◆ **Tugas**:
A) Sebutkan semua singkatan yang muncul dalam kutipan tentang ASEAN.
B) Salin persis bagian kutipan tentang ASEAN dari "Indonesia dalam sejarah" sampai "DK-PBB tahun 1948-1949.".

SEJARAH organisasi sub regional ASEAN adalah bagian dari pelaksanaan politik luar negeri bebas dan aktif. Wilayah Asia Tenggara menjadi lingkaran paling strategis bagi Indonesia: kita mencegah Asteng menjadi staging ground untuk menggerogoti Indonesia, sekaligus menjadi kannya sebagai platform untuk memperluas pelaksanaan politik luar negeri di lingkaran terdekat.
If you can not win the battle against your enemies, join them! Mungkin statement ini berlebihan, karena pasti bertentangan dengan prinsip dasar polugri bebas dan aktif. Kalimat ini menjadi lain, jika if you can not defeat them, win their hearts and minds! Inilah diplomasi.
Indonesia dalam sejarah perjuangannya adalah bangsa yang tidak mau menyerah. Meskipun dengan peralatan sederhana, para pejuang kita dengan semangat yang tinggi mampu memenangkan peperangan sehingga menjadikan kita bangsa merdeka. Dengan pendidikan dan pengalaman sederhana, dulu para diplomat kita mampu bertarung melawan kolonialisme ketika debat di DK-PBB tahun 1948-1949.
Maka, mempelajari sejarah ASEAN yang kini telah berusia 43 tahun juga belajar sejarah Indonesia. Pada saat negara porak-poranda secara ekonomi di akhir Orde Lama, gagasan dan ide memainkan peranan dalam pembentukan organisasi sub-regional itu.
Quid Pro Quo
PADA saat ASEAN didirikan, lebih tepat kita ingin ‘menjinakkan’ lingkungan di negara-negara tetangga agar tidak bersikap bermusuhan dengan kita. Di kala ekonomi susah, tidak mungkin mengajak rakyat berperang lagi. Berakhirlah politik konfrontasi.
Sama dengan negara-negara tetangga kita yang bosan atau kerepotan berkonflik dengan Indonesia, maka persuasi kita diterima. Lebih baik berteman daripada berkonfrontasi dengan Indonesia yang memiliki persoalan segudang.
Gagasan baru Indonesia untuk membentuk organisasi sub-regional Asia Tenggara dilatarbelakangi oleh memuncaknya suasana pertentangan ideologis komunis vs liberalism di era Perang Dingin, pasca lahirnya Orde Baru di tahun 1966.

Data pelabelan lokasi
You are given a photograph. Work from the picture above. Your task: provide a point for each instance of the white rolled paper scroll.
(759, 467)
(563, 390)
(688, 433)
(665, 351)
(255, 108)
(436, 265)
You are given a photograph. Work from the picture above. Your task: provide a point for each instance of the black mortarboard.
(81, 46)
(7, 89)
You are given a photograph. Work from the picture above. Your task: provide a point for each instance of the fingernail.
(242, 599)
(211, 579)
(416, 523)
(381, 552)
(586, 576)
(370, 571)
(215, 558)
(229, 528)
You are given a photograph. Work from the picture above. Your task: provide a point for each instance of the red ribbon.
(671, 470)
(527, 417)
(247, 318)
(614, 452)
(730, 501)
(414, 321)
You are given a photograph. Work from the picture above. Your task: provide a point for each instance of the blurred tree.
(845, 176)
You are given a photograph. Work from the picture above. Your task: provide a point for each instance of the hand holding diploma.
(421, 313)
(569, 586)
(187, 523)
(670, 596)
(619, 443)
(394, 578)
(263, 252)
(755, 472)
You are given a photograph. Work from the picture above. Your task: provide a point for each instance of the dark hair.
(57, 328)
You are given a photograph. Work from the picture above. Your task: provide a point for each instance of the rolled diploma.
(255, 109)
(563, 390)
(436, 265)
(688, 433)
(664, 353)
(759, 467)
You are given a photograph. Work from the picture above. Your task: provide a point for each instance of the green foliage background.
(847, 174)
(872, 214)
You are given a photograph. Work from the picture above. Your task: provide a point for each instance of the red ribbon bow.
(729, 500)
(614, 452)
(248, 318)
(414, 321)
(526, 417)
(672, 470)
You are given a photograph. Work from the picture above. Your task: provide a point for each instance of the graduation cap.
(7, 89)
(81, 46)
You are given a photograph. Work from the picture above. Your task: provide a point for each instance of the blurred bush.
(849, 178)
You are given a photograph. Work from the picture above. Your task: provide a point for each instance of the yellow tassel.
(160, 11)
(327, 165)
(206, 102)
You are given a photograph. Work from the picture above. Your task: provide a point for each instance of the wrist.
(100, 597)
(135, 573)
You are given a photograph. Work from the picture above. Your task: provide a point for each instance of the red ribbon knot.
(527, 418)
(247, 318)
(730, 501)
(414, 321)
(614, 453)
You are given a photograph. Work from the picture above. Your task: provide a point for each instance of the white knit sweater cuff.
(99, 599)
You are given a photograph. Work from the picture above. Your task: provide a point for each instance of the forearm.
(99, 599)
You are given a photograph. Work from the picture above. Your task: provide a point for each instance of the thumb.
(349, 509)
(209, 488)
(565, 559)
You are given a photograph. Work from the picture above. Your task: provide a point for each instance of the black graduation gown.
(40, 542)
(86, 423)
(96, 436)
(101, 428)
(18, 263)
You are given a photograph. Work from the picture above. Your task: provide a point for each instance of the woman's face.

◆ **Jawaban Akhir**:
A) ASEAN, Asteng, polugri, DK-PBB

B)
Indonesia dalam sejarah perjuangannya adalah bangsa yang tidak mau menyerah. Meskipun dengan peralatan sederhana, para pejuang kita dengan semangat yang tinggi mampu memenangkan peperangan sehingga menjadikan kita bangsa merdeka. Dengan pendidikan dan pengalaman sederhana, dulu para diplomat kita mampu bertarung melawan kolonialisme ketika debat di DK-PBB tahun 1948-1949.